**REQUIRED WORK**
Repeat every entry word for word, skipping the pictures.

┄┄┄┄┄┄

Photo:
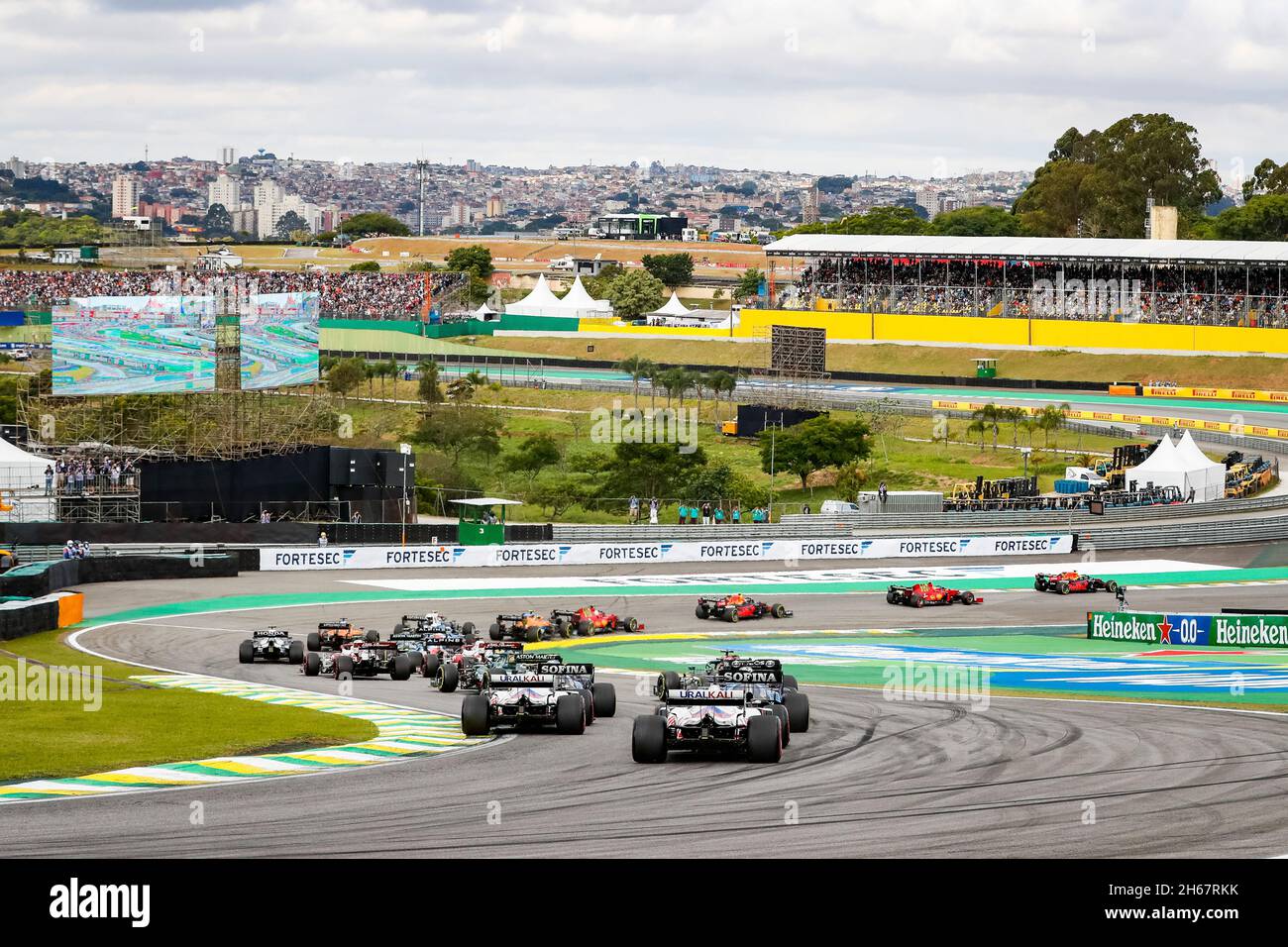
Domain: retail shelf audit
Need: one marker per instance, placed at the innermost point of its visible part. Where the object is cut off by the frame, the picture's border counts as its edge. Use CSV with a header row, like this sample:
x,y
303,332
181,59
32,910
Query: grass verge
x,y
137,724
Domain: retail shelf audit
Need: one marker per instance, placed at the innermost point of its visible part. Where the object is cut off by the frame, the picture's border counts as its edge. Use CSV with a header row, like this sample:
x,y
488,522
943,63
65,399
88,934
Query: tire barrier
x,y
29,616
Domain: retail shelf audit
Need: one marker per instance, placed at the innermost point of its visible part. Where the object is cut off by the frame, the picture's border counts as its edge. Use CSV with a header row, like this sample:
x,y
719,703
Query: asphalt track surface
x,y
868,779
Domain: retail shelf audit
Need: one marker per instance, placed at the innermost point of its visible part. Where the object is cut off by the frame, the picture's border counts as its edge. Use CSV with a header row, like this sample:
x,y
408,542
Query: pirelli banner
x,y
301,558
1190,630
1157,420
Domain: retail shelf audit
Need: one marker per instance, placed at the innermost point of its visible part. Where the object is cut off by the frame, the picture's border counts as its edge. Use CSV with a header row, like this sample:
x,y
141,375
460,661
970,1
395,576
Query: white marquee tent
x,y
1181,466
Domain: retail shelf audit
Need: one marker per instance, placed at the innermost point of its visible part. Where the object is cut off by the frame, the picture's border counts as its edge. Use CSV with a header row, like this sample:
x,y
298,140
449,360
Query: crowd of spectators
x,y
75,474
1016,289
349,295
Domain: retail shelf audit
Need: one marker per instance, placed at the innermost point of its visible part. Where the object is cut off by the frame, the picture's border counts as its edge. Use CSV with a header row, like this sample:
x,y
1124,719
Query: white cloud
x,y
819,86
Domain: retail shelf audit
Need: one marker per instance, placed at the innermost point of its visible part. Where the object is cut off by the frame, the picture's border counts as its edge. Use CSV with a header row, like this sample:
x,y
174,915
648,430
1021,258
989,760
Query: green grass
x,y
1055,365
145,725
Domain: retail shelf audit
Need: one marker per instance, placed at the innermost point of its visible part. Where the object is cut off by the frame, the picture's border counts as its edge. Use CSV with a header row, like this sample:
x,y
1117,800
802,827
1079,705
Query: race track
x,y
871,777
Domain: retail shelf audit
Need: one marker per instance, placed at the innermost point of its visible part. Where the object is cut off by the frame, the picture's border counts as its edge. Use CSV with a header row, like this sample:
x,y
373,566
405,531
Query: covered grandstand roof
x,y
1232,252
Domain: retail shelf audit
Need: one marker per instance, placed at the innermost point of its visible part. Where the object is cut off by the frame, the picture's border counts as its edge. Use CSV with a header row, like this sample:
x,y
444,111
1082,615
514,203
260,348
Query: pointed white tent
x,y
674,307
1183,467
580,299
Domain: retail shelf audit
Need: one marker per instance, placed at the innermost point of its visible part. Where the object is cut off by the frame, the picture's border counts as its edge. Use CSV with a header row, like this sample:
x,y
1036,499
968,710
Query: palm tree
x,y
991,416
638,368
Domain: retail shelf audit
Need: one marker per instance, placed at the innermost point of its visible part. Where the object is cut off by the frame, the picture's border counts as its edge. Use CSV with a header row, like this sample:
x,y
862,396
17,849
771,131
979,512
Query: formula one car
x,y
270,644
333,635
928,594
737,607
413,633
528,626
591,621
526,698
763,677
359,660
469,667
713,719
1064,582
603,696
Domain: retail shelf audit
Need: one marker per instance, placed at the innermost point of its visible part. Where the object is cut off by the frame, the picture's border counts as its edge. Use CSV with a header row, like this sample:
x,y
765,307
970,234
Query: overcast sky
x,y
931,88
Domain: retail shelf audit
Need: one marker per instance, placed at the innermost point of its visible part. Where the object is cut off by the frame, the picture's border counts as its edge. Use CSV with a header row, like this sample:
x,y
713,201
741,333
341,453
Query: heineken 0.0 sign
x,y
1219,630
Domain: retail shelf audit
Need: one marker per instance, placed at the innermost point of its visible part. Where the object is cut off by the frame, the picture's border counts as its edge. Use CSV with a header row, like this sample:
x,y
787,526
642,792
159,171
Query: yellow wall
x,y
1112,335
961,329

┄┄┄┄┄┄

**WRITTEN SOLUTION**
Photo:
Domain: retail shelf audit
Need: one marker per instance, placed at the innermost point of its visible part. Where the object is cut off by the frame, the picture's border counts as its edge. Use CSV with a header row, like this sample:
x,y
303,332
181,59
32,910
Query: grass verge
x,y
137,724
Domain: retail shelf audit
Need: one marker per instance, placed at the innermost point of its visible part. Where the object is cut off by the frame, the picture's border counts as its edge. Use CSV with a header row, like this sample:
x,y
488,522
943,63
65,399
88,934
Query: tire barrier
x,y
29,616
Domain: retail shelf audit
Need: one marker per instance, placed at the innermost point of its visible part. Where the object is cut off by the frame, the picture's border counts as its edge. Use CSV with a header row, like this sample:
x,y
719,703
Query: asphalt track surface
x,y
868,779
Domain: retail shelf audit
Need: one marker per instance, placed at the innermost point of its visible part. Where the object is cut off by the frame, the picture's border counts as its edge. Use CSV with a header row, like this sample:
x,y
408,542
Query: pirelli banner
x,y
301,558
1190,630
1157,420
Domain: retail shelf audit
Need: one marker per instance, placed at the innermost point of its visible part. Where the object is cut off by the frame, the picture's border counts as its edge. Use CSV with a header row, like this sample:
x,y
141,375
460,661
970,1
395,576
Query: white marquee tent
x,y
1181,466
Domain: retail shelf audit
Need: one marker per instance, placed at the innermost point of its visible part. Where the object is cut off by the frame, the picture's border counts as its edge. Use CSV with a header row, like this sample:
x,y
298,140
449,360
Query: crowd of spectators
x,y
75,474
1016,289
349,295
Domain: retail shelf audit
Need: one marker per instance, placed at the innermost point of its visible part. Where the object is cut off by the frame, the picture's border counts as its edge. Use CSV with a header row, like this sample:
x,y
1124,719
Query: white cloud
x,y
819,86
Domain: retail shelf audit
Need: one marker per instance, placed at the innermost point of its visible part. Where the object is cut off by the frame, the picture's border counts as its edge. Use CSV with a header row, like this sample:
x,y
174,915
648,430
1021,258
989,760
Query: green grass
x,y
1055,365
145,725
Domain: retail shelf audit
Need: one marker per instance, placed at the innermost point of its visible part. Where the object is cut off by the frame, the picture's border counts as its edge. Use CSV with a header row, like this sample:
x,y
1117,800
802,827
1079,705
Query: race track
x,y
871,777
Domain: retail shelf audit
Need: one marker per instance, placed at the innermost point of its visible part. Where the object is cut off by the frame, the picture's border counts as its edge. Use CSV with a header row, like this sample:
x,y
373,566
405,531
Query: covered grandstand roof
x,y
1232,252
Domain: retail shelf audit
Need: one marker per instance, placed at the innermost point of its visible part. Where the object is cut off by the frame, the picture's border counts as its edge. Use CSV with a header row, like this sample:
x,y
444,111
1082,615
514,203
260,348
Query: pointed white tent
x,y
674,307
1183,467
580,299
Domain: retail shelf audit
Need: one marker per instance, placed at the innermost point of its visible part. Where the object is cut off by the frame, the picture's border counts as its edge. Use CSV with a header row, like this sample:
x,y
1036,499
968,710
Query: palm tree
x,y
991,416
638,368
Domain: retail shelf audit
Need: one marker per instance, placed at the innermost point of its visible part. Where the object is cut off by the frame, the picture's border counts as its edge. Use CSV with a header row, like this sample:
x,y
862,396
17,849
771,131
979,512
Query: formula one car
x,y
270,644
333,635
928,594
737,607
413,633
528,626
591,621
526,698
763,677
359,660
469,667
713,719
1064,582
603,696
Domain: retail shelf audit
Need: one marker per instance, placed at the innermost point of its visible part. Where the object is cut off by the frame, the picture's border counts as its edge. Use CSV with a header row, like this sample:
x,y
765,307
970,234
Query: overcast sky
x,y
931,88
Domain: retail shelf audit
Need: one marker per instance, placed at the innermost point of its visible part. Where the object is cut off by the frame, the picture's border counts as its edge. Use CSV with a header row, like this sample:
x,y
713,201
741,333
341,453
Query: heineken 0.0 sign
x,y
1219,630
Domain: retail shelf audit
Need: one marker per instance, placed at the innermost point of its visible part. Where the object is cut off by the frame, the picture's border counts as its edge. Use CSV with a header row, like this sample:
x,y
787,526
642,792
159,171
Query: yellow wall
x,y
1112,335
961,329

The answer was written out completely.